What the task asks: Which lines of the records contain "brick"? Collect every one of them.

··· Data for this task

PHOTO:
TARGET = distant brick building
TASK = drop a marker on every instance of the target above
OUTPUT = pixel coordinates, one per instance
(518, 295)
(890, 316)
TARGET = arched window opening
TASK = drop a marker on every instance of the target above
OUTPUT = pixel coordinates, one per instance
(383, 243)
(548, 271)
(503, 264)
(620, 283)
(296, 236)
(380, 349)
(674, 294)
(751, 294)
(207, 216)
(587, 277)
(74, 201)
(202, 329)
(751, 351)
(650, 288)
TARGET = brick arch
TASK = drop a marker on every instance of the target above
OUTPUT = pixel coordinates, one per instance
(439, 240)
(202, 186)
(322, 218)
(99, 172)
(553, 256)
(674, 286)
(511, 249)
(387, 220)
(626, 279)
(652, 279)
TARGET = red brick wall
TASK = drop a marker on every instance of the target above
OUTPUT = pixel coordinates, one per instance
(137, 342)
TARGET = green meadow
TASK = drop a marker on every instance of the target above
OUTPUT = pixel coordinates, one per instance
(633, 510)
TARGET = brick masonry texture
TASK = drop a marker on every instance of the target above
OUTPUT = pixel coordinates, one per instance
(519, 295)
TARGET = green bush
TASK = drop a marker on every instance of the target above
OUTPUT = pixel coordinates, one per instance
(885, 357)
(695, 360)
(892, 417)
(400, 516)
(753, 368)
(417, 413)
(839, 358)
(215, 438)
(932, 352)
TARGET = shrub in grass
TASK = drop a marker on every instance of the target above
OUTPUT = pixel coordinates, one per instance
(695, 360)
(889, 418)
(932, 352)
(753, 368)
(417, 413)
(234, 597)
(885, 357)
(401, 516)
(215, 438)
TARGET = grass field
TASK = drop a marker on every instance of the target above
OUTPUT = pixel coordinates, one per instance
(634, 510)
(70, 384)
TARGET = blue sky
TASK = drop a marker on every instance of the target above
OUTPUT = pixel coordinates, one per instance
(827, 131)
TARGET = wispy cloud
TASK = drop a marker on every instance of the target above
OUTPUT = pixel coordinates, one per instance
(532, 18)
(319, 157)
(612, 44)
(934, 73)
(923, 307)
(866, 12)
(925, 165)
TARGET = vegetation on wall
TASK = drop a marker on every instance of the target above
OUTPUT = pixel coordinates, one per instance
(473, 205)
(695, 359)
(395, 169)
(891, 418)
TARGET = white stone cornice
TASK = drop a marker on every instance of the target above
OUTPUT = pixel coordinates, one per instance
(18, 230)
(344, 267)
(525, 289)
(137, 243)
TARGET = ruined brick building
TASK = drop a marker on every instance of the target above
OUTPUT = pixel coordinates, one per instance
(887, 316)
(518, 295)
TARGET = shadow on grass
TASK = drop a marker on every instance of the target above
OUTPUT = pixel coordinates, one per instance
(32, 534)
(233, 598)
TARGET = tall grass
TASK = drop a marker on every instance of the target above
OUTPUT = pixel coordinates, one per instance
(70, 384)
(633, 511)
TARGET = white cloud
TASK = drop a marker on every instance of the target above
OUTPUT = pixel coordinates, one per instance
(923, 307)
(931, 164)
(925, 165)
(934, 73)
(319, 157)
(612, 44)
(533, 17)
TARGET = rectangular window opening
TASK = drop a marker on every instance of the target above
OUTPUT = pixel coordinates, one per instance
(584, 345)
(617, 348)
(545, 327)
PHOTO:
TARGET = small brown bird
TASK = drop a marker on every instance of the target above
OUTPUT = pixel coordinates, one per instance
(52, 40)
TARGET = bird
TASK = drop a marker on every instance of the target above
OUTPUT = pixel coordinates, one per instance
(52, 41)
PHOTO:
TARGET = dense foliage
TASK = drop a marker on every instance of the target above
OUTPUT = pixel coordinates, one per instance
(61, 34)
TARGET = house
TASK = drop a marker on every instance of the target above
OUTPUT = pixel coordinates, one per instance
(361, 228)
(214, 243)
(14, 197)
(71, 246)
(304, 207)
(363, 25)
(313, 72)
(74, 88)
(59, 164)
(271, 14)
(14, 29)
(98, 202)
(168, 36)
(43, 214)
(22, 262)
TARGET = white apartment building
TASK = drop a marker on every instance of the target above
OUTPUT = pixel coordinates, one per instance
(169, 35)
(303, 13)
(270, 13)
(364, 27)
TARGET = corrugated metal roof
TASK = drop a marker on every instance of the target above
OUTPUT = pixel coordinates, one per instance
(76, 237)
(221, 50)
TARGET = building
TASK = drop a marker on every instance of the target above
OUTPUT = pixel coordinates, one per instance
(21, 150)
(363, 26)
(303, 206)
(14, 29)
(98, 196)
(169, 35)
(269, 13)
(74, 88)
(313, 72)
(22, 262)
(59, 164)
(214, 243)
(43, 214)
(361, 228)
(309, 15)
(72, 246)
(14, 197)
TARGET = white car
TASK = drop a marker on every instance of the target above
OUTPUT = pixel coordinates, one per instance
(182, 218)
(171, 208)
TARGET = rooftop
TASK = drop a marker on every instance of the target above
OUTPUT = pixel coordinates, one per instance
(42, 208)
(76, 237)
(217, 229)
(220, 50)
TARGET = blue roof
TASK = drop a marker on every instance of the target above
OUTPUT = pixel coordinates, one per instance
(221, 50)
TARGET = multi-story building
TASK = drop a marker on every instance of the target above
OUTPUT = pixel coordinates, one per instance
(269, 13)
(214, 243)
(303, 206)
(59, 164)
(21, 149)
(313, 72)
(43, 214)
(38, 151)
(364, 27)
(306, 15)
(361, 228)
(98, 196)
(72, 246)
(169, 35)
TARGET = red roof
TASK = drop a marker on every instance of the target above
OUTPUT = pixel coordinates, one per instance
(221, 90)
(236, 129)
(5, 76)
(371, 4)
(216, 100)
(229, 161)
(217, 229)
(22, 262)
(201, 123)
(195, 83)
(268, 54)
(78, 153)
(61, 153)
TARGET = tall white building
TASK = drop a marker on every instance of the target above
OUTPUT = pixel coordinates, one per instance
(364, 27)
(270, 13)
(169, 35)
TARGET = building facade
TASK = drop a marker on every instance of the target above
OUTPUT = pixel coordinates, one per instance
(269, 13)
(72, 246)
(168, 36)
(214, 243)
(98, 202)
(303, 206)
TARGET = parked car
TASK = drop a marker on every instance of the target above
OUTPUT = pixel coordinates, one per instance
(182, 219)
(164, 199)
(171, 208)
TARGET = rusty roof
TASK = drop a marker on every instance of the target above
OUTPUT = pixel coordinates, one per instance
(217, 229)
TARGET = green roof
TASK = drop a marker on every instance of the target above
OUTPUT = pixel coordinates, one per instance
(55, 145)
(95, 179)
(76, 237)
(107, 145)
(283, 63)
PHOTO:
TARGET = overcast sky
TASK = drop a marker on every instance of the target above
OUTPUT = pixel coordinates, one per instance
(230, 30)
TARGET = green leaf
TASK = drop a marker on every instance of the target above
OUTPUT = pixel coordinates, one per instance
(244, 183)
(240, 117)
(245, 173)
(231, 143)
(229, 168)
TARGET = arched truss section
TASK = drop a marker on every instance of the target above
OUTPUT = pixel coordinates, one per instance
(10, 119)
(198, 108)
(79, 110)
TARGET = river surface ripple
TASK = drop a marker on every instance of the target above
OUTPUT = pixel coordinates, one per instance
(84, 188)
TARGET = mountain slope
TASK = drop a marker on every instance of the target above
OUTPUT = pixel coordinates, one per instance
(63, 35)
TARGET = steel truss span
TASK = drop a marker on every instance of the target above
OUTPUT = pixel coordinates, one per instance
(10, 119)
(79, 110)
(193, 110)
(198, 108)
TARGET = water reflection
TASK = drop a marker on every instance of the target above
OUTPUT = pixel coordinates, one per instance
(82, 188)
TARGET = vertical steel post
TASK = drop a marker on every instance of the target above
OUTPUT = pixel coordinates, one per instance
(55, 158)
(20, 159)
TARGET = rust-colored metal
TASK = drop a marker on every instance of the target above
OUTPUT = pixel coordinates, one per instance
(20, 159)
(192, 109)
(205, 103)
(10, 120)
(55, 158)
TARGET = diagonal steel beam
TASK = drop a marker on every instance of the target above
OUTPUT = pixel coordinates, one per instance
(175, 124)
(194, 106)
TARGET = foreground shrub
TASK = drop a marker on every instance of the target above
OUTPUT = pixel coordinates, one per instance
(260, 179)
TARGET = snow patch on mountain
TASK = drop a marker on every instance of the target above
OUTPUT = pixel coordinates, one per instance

······

Task response:
TARGET = distant brick building
TARGET = brick arch
TARGET = red brick wall
TARGET = brick masonry texture
TARGET = ruined brick building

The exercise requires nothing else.